┌─ Passage shown

[Pw_forum] Problem with QE 4.2.1 and AMD Opteron 6200 / 6300

Tue Dec 17 21:22:19 CET 2013

Em 12-12-2013 08:20, Ivan Girotto escreveu:
> Dear Fabricio,
>
> I reckon there is some inconsistency in the results you are obtaining.
> The AMD 6380 is a 16-core model. I'm wondering how do you map the
> process affinity while running on 8 cores.
> Without controlling such mapping you can obtain substantial performance
> variation at each execution.
> Indeed, cache memory and FPU are shared among a given set of cores and
> the increasing concurrency on shared resources goes along with a
> degradation of the performances.

I tried using 'taskset' and 'hwloc-bind' , and the results were *worse* 
than without any of them.

binary 1 :
intel 13.2 + mkl 11.0 + openmpi 1.6.5 / 8 cores

binary 2:
gfortran 4.6 + openblas 0.2.8 + openmpi 1.6.5 / 8 cores

binary 1 time = 1h8m
binary 2 time = 46m57.62s

binary 1 with hwloc = 1h22m
binary 2 with hwloc = 56m40.50s

binary 1 with taskset = 2h27m
binary 2 with taskset = 1h48m

As I understand it, they're creating an overhead to the execution, which 
I'm sure is not the intent of them both.

> The AMD 6380 also supports the AVX instruction set extension for vector
> operations at 256bit. Does your O.S. support that too?
> Compile a simple source with -mavx and see whether you can run it. Or
> check if the "avx" flag is present in your /proc/cpuinfo.

I tried it too, but still wasn't enough to make binary 1 faster.

I'm not sure what to make of these results. Any clues ?

TIA,
Fabricio

└─

### Request
According to the forum post, how long did binary 2 take to run with taskset?

┌─ Data extract

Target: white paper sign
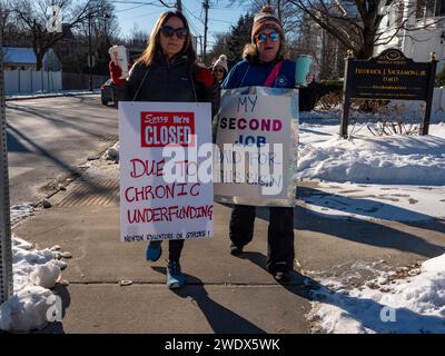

└─

### Problem solution
Binary 2 took 1h48m with taskset.